■ PASSAGE:
= = = = = = =

It would happen almost every morning . . . as most of the team was just awaking to a new day, I would sit out on the picnic table next to the Gringo dorm and watch the kids go to and from the cafeteria as they were getting ready to head to school. At some point within these few waiting moments, three boys would make their way over to where I was sitting to put their arms around me and say ‘Buenos Dias’. I would ask them how breakfast was, in my broken Spanish. Marvin, Manuel, Walter, and a fourth – Yogi, reinforced a lesson for me, as I led a team this month to Casa Para Niños Aleluya in Guatemala. They reminded me of the power of touch.
Many, if not most of the kids at Casa have come from an abusive situation at home, and have been given the opportunity to come to Casa to receive the food, clothing, and education they certainly deserve. Casa is most definitely a place of rescue, rest, and redemption. Though, we as a team, were not there long enough to peer deeper into the lives of these children to see the pain they have endured, you can certainly see their desire for a hug or a hand. We see this example of Christ, in Luke’s Gospel, as he accounts how the people were bringing the children to Jesus so that He might touch them. The disciples rebuked Christ for this, and He in turn reminds them that you will not enter the kingdom of God, if you do not receive it as a child does, with a sense of longing and great faith in their Abba Father (Luke 18:15-17).
I felt this touch again throughout the week, as Walter would come up and ask if I would swing him. I obliged and he would reach for my hand as we would walk to the swing set to play. Marvin, Manuel, and Yogi too, would often times just sit beside me, not needing to speak a word, but rather just to be near. It was as if I had just adopted four brothers for the week, who wanted nothing more than for me to have their undivided attention. I would soon find out that they would have mine.

= = = = = = =

An excerpt from a data file:

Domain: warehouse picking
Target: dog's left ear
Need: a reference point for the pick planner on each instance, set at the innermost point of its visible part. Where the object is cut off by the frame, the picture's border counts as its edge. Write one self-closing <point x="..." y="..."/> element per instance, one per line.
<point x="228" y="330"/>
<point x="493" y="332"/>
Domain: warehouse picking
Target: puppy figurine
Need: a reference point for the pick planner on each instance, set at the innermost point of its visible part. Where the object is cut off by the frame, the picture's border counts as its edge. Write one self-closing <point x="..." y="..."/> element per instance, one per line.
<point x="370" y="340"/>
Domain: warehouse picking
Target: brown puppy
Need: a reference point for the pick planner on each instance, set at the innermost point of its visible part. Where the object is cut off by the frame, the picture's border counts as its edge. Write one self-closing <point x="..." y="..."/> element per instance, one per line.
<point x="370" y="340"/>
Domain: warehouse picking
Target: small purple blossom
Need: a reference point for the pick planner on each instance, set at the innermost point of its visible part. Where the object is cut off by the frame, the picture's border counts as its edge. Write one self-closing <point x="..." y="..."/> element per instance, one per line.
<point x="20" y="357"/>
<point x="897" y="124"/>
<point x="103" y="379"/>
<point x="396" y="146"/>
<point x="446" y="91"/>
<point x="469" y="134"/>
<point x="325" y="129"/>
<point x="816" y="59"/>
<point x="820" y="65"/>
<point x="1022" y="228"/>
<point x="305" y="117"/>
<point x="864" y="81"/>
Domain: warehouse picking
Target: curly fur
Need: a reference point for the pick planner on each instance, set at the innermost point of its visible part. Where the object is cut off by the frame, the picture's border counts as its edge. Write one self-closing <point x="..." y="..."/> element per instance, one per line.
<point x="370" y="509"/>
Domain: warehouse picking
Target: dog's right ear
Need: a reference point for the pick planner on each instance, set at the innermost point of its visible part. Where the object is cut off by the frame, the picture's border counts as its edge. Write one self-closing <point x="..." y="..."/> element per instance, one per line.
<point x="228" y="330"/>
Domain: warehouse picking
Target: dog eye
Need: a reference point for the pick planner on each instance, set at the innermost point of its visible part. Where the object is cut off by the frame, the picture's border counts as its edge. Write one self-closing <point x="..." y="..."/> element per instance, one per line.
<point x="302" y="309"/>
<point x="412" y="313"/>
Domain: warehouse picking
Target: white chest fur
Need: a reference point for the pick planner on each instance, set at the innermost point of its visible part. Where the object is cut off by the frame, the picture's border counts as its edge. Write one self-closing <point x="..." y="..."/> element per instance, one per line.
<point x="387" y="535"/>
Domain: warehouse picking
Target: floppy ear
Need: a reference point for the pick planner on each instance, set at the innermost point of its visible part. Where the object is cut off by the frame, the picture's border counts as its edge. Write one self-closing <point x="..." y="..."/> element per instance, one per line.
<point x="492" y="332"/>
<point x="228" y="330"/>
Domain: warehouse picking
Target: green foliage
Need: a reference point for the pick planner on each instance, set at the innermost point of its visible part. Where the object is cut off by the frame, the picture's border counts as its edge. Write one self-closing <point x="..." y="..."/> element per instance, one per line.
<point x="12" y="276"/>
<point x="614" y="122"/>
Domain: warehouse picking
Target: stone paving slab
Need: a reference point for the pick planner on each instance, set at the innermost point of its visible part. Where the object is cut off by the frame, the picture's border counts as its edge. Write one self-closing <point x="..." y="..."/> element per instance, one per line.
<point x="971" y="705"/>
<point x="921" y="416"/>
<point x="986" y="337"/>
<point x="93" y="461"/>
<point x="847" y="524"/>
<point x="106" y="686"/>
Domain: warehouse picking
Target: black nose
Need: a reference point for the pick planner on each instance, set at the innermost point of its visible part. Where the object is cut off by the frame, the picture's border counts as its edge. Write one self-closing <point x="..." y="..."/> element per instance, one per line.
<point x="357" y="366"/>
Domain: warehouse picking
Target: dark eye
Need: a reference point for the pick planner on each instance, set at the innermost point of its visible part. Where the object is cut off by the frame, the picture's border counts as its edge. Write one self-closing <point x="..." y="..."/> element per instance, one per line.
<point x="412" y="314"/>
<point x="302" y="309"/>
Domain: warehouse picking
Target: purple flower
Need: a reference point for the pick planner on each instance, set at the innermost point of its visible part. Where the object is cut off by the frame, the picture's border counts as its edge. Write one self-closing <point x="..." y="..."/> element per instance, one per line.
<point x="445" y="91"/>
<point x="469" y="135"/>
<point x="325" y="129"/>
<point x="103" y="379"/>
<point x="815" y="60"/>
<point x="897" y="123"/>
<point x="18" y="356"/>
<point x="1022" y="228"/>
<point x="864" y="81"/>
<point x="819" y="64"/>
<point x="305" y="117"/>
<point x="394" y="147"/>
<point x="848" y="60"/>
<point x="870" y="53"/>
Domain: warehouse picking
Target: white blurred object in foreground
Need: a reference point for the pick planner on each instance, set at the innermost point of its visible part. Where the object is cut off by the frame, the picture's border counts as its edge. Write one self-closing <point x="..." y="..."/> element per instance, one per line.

= = = = = = =

■ TO BE DONE:
Pick up the reflection on the four boys at Casa Para Niños Aleluya and continue it from its final sentence.

■ ANSWER FOR THE TASK:
It was on the next to last day of our time with the children of Casa that I was sitting with ‘my boys’, as I now refer to them. We were playing with sidewalk chalk drawing bugs and butterflies, when I decided to trace a few of their hands. I traced Walter’s and Yogi’s and then traced my own and took a picture to remember the moment by. In that moment, it suddenly hit me that this whole week the ‘hand prints’ of these boys had been all over me – swinging, jumping rope, making friendship bracelets, and coloring pictures. Yet, I realize the valuable importance of me having my handprints on those boys, and what an eternal impact the Gospel was having on them, as God spoke, played, and touched through me, into their lives.
I pray that many seeds of the Gospel were sown into Marvin, Manuel, Walter, and Yogi’s lives. I ask that one day they might wake up and say Buenos Dias, not to an amigo (friend) or hermano (brother) who has visited them on a mission trip, but to the one who has called them ‘friend’ (Jn. 15:15) and ‘brother’ (Heb. 2:11), the One whose hand formed them before they were born, and in whose hand their hearts and lives are kept forevermore, as adopted sons of God.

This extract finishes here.